> **TEXT SECTION**

::::::::::

Of the built up area, housing and buildings made up 3.2% and transportation infrastructure made up 2.9%. Out of the forested land, 25.3% of the total land area is heavily forested and 1.9% is covered with orchards or small clusters of trees. Of the agricultural land, 1.1% is used for growing crops and 1.8% is pastures, while 15.9% is used for orchards or vine crops and 6.0% is used for alpine pastures. All the water in the municipality is flowing water. Of the unproductive areas, 6.5% is unproductive vegetation and 28.6% is too rocky for vegetation.

The municipality is located on the right side of the Rhone. It consists of the settlements of Chamoson, Saint-Pierre-de-Clages and Grugnay as well as the spring pasture camp of Mayens-de-Chamoson.

==Coat of arms==
The blazon of the municipal coat of arms is Quarterly Argent and Gules.

==Demographics==
Chamoson has a population (As of ) of . As of 2008, 14.9% of the population are resident foreign nationals. Over the last 10 years (1999–2009 ) the population has changed at a rate of 20.8%. It has changed at a rate of 21.6% due to migration and at a rate of -0.4% due to births and deaths.

Most of the population (As of 2000) speaks French (2,340 or 93.7%) as their first language, German is the second most common (53 or 2.1%) and Portuguese is the third (43 or 1.7%). There are 23 people who speak Italian.

::::::::::

> **RAW DATA**

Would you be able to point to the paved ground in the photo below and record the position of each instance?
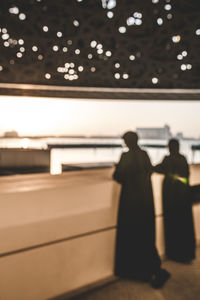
(183, 285)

::::::::::

> **THINGS TO DO**
A. Rewrite part of the municipality text, replacing "orchards" with "fruit trees". Begin at the words "Of the built" and stop after "camp of Mayens-de-Chamoson.".
B. List every language the municipality text names as spoken by its population.

> **TASK-BY-TASK ANSWERS**
A.
Of the built up area, housing and buildings made up 3.2% and transportation infrastructure made up 2.9%. Out of the forested land, 25.3% of the total land area is heavily forested and 1.9% is covered with fruit trees or small clusters of trees. Of the agricultural land, 1.1% is used for growing crops and 1.8% is pastures, while 15.9% is used for fruit trees or vine crops and 6.0% is used for alpine pastures. All the water in the municipality is flowing water. Of the unproductive areas, 6.5% is unproductive vegetation and 28.6% is too rocky for vegetation.

The municipality is located on the right side of the Rhone. It consists of the settlements of Chamoson, Saint-Pierre-de-Clages and Grugnay as well as the spring pasture camp of Mayens-de-Chamoson.

B. French, German, Portuguese, Italian